• [THINGS TO DO]:
1) In the film review excerpt, what score did Peter Bradshaw of The Guardian give the film?
2) Carry on the film review excerpt from its last sentence.

• [EXTRACT TO READ]:
══════════════════════════════
Jesse Hassenger of The A.V. Club gave the a grade C- and called the film tired, was critical of the writing and direction. Hassenger was positive about Plaza's performance and said "she and De Niro appear ready to run away together into a better movie." He concludes "There's a certain perverse brilliance ... to a movie that creates a longing for a foulmouthed Aubrey Plaza/Robert De Niro romcom."
Kate Taylor of The Globe and Mail gave the film 2 out of 4 and wrote: "It's the direction, not the script, that really kills the picture, as Mazer limps along from the chugging contest to the half-naked conga line to the car chase without ever raising the laughs he needs from the comic set pieces or the tension he needs from the dramatic developments." Taylor says the film is not sweet enough, or raunchy enough, and "seems unlikely to satisfy any audience" and concludes that De Niro's fans will be left pleading for better. 
Peter Bradshaw of The Guardian gave the film 2 out of 5, and said it offered "Some laughs – and some unintentional eeeuuuwwws." Bradshaw wrote: "This grossout comedy takes De Niro fans into a new emotional phase that I can only call 'post-despair'. We are past being astonished and horrified. ... We are just numbly resigned to the great man continuing to do things like this".
══════════════════════════════
• [SUPPLIED ENTRIES]:
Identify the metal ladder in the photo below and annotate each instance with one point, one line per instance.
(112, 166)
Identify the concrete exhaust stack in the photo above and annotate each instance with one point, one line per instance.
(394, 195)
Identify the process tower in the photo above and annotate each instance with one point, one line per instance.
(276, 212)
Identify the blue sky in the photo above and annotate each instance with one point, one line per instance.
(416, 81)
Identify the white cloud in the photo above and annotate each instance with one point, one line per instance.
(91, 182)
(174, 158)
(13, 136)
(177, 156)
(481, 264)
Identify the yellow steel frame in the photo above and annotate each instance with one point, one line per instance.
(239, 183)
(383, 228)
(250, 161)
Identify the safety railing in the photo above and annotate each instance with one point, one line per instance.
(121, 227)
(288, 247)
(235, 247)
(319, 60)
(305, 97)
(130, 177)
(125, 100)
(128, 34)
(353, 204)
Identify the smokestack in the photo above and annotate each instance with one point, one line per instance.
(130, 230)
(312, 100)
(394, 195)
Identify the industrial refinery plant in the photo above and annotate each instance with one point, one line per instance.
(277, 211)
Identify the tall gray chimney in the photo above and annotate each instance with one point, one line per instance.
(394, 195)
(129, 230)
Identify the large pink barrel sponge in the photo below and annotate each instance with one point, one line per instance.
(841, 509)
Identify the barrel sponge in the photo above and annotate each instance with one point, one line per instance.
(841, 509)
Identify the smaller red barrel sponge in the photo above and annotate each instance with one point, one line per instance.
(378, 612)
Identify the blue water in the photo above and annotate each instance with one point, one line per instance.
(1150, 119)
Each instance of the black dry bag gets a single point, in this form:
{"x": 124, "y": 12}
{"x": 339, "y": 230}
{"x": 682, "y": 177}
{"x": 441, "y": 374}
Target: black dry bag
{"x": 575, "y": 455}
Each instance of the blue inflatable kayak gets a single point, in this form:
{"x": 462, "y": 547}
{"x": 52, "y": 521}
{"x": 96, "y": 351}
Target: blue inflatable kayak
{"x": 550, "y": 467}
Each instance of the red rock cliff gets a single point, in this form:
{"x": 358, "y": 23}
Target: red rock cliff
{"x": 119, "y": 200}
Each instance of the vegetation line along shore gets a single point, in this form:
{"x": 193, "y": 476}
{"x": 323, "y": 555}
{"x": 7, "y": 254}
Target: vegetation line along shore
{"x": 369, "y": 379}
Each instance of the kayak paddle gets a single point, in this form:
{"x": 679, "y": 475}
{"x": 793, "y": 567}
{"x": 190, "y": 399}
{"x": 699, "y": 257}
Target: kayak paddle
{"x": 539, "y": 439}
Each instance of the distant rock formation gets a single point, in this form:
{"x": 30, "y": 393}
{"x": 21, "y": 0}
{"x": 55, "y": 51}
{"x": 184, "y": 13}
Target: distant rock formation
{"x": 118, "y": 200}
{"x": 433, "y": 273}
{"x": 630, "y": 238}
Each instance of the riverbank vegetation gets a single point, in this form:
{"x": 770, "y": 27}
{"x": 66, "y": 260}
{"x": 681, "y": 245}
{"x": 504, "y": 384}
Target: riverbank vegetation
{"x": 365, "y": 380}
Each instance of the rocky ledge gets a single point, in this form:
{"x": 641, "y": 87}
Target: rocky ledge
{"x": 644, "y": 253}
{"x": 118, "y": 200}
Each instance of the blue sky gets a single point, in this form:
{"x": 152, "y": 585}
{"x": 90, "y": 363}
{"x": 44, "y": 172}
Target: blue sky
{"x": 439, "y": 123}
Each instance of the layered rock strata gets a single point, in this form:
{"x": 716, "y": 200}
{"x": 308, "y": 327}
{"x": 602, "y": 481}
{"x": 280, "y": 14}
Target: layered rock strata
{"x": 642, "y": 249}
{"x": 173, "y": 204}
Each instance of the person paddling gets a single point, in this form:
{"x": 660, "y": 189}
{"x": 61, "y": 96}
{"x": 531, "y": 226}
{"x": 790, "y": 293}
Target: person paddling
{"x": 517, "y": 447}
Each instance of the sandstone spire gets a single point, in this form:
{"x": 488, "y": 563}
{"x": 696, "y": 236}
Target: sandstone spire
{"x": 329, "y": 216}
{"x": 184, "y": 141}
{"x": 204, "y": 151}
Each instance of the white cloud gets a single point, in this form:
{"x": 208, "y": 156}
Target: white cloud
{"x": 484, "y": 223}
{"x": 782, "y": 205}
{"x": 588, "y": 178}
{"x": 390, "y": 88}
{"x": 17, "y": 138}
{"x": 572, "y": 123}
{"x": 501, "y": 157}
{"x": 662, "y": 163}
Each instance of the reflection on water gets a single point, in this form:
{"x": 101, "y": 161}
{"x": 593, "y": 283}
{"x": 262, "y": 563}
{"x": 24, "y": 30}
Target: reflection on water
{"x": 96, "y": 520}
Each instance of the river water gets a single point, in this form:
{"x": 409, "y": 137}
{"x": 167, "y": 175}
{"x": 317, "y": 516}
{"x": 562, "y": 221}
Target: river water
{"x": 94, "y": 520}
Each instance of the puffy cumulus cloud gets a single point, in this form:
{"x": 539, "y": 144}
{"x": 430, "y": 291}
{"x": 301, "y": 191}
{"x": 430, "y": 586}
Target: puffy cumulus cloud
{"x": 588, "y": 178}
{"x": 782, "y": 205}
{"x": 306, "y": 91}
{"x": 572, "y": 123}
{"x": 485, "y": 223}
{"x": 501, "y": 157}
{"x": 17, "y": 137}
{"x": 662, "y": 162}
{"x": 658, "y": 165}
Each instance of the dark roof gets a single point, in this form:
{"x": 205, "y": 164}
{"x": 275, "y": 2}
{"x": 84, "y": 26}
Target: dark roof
══════════════════════════════
• [PER-TASK ANSWERS]:
1) 2 out of 5.

2)
Accolades

At the 37th Golden Raspberry Awards, it received five nominations, for Worst Picture, Worst Actor (De Niro), Worst Supporting Actress (Julianne Hough and Aubrey Plaza) and Worst Screenplay, but did not win in any category.

Home media
Dirty Grandpa received a DVD and Blu-ray release on May 17, 2016. The Blu-ray edition featured an unrated version of the film, including an audio commentary, a making-of, a gag reel, and three featurettes. It was released on 4K UHD Blu-Ray on June 12, 2018.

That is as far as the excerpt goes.